BEGIN

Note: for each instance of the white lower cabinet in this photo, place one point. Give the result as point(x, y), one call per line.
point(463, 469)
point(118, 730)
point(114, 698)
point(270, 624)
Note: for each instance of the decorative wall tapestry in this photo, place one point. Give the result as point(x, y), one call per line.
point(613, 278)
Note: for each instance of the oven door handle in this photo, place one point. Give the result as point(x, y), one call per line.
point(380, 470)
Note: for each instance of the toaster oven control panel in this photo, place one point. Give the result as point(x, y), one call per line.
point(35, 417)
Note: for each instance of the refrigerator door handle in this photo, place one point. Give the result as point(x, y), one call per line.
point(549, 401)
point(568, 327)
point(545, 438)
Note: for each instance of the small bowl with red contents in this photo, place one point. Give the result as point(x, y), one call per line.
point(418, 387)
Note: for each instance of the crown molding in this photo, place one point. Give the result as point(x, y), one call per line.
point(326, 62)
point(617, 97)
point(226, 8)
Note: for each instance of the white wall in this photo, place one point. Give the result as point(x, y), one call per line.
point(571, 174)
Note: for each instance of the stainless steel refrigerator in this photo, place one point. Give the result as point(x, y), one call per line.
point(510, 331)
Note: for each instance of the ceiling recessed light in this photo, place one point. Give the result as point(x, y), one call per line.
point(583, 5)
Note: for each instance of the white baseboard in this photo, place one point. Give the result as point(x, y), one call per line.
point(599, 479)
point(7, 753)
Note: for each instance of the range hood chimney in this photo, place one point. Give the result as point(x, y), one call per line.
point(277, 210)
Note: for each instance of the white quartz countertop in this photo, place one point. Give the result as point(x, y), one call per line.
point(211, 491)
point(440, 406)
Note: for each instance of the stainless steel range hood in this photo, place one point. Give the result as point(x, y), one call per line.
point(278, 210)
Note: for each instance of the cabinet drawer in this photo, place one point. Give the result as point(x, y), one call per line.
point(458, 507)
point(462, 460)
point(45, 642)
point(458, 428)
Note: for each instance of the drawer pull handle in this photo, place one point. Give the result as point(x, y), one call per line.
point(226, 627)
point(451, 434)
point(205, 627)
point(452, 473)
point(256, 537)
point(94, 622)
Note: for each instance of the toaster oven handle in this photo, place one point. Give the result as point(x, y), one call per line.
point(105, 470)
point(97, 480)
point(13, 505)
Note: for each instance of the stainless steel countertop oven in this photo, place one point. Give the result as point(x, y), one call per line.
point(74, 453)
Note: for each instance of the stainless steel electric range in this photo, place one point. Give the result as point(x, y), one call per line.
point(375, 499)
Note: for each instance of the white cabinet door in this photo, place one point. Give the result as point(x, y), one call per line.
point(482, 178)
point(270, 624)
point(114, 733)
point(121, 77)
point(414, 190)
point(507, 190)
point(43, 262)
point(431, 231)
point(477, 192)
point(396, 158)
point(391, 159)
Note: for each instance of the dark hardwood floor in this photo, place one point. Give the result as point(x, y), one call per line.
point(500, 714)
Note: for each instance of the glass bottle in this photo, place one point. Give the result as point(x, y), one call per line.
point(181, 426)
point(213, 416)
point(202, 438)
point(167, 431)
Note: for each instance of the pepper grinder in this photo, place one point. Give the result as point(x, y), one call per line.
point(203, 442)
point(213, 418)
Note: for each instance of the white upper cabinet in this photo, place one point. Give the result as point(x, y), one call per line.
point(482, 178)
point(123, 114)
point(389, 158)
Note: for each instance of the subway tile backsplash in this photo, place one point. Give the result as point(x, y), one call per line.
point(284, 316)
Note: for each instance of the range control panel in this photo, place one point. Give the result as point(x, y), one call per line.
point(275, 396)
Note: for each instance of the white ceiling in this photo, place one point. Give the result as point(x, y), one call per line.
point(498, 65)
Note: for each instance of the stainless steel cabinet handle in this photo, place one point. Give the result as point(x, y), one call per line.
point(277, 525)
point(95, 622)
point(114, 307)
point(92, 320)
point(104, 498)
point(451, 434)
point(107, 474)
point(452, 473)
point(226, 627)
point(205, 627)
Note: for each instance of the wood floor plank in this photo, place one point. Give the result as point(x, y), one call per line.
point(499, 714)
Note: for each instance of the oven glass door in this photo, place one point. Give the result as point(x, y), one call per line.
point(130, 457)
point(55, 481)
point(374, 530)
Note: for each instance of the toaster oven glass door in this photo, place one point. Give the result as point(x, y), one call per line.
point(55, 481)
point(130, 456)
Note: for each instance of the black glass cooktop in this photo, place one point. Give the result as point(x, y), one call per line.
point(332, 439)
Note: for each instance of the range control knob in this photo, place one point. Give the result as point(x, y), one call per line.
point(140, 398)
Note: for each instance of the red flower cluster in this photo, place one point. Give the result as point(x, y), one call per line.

END

» **What you have to do**:
Please transcribe each entry exactly, keeping every word as it is.

» **Response for this exercise**:
Note: for each instance of the white lower cabinet in this photo, place one point. Give the result as point(x, y), one call per line.
point(463, 469)
point(118, 730)
point(114, 698)
point(270, 624)
Note: for each instance of the decorative wall tapestry in this photo, place one point. Give the result as point(x, y), one call per line.
point(613, 278)
Note: for each instance of the oven door handle in this photo, place one point. Give the result as point(x, y), one call per line.
point(380, 470)
Note: for each instance of the toaster oven control panel in this photo, place one point. Give the result as point(x, y), one call per line.
point(35, 417)
Note: for each instance of the refrigerator door handle in this photo, place one point. Give the result as point(x, y), one call per line.
point(549, 401)
point(568, 327)
point(545, 438)
Note: for each instance of the small bowl with red contents in this photo, place one point. Give the result as point(x, y), one call per line.
point(418, 387)
Note: for each instance of the crown molding in this photo, place one point. Give the result as point(x, y), one call per line.
point(326, 62)
point(617, 97)
point(226, 8)
Note: for each instance of the white wall in this photo, place one point. Give the result as point(x, y), one call per line.
point(571, 174)
Note: for each instance of the stainless steel refrigerator in this photo, place one point. Give the result as point(x, y), one call per line.
point(510, 331)
Note: for each instance of the ceiling recessed light in this photo, place one point. Give the result as point(x, y), one call per line.
point(583, 5)
Note: for each instance of the white baseboard in this photo, place one point. Give the result as point(x, y), one call per line.
point(599, 479)
point(7, 753)
Note: for each instance of the range hood chimney in this photo, place one point. Give the result as point(x, y), one call per line.
point(277, 210)
Note: for each instance of the white quartz countertop in this photo, place one point. Give the result as point(x, y), one call per line.
point(211, 491)
point(440, 406)
Note: for each instance of the stainless steel range hood in this photo, place one point. Give the result as point(x, y), one call per line.
point(278, 210)
Note: for each instance of the cabinet drawer in this photo, place one point. Give the result as point(x, y), one call per line.
point(458, 507)
point(462, 460)
point(45, 642)
point(458, 428)
Note: for each instance of the drawer pull handle in this photo, place one point. Give the result as point(x, y), one call per line.
point(226, 627)
point(451, 434)
point(205, 627)
point(452, 473)
point(256, 537)
point(94, 622)
Note: for each instance of the toaster oven handle in this photo, place one point. Give the result as point(x, y), one call per line.
point(105, 470)
point(97, 480)
point(13, 505)
Note: for each instance of the stainless steel countertop oven in this photo, place one point. Give the result as point(x, y), one call per line.
point(74, 453)
Note: for each instance of the stainless steel electric range in this photo, place one point. Give the result as point(x, y), one call per line.
point(375, 499)
Note: for each instance of the white cabinet door in this photo, place one point. Give the result as point(x, y), one call per line.
point(482, 178)
point(270, 624)
point(114, 733)
point(121, 77)
point(414, 190)
point(507, 190)
point(43, 262)
point(431, 231)
point(477, 192)
point(396, 158)
point(391, 159)
Note: for each instance of the dark hardwood floor in this photo, place one point. Give the result as point(x, y), one call per line.
point(500, 714)
Note: for each instance of the glass bottle in this photo, place one point. Give the result as point(x, y), one call per line.
point(181, 426)
point(213, 416)
point(202, 438)
point(167, 431)
Note: for each instance of the pepper grinder in this photo, place one point. Give the result as point(x, y), one call per line.
point(203, 442)
point(213, 418)
Note: for each instance of the white upper cabinet in this photo, place one point. Give the result as point(x, y), one call per line.
point(482, 178)
point(123, 114)
point(389, 158)
Note: for each instance of the subway tile backsplash in this photo, place one point. Give the result as point(x, y), one call per line.
point(284, 316)
Note: for each instance of the range control panel in this photo, place one point. Give the result as point(x, y), one call per line.
point(275, 396)
Note: for each instance of the white ceiling in this photo, place one point. Give the result as point(x, y), one call per line.
point(498, 65)
Note: for each instance of the stainless steel cabinet handle in this photo, place one point. Give the result as point(x, y), one call per line.
point(277, 525)
point(95, 622)
point(114, 307)
point(92, 320)
point(104, 498)
point(451, 434)
point(107, 474)
point(452, 473)
point(226, 627)
point(205, 627)
Note: for each instance of the wood floor plank in this photo, place one point. Give the result as point(x, y), one call per line.
point(499, 714)
Note: for each instance of the oven glass door in this photo, place one point. Give the result as point(x, y), one call per line.
point(130, 457)
point(55, 481)
point(374, 530)
Note: for each instance of the toaster oven glass door in this photo, place one point. Give the result as point(x, y), one call per line.
point(55, 481)
point(130, 456)
Note: for each instance of the black glass cooktop in this photo, place one point. Give the result as point(x, y), one call per line.
point(332, 439)
Note: for each instance of the range control knob in this photo, place one point. Give the result as point(x, y), one call per line.
point(140, 398)
Note: for each instance of the red flower cluster in this photo, place one point. Give the result as point(x, y), one call per line.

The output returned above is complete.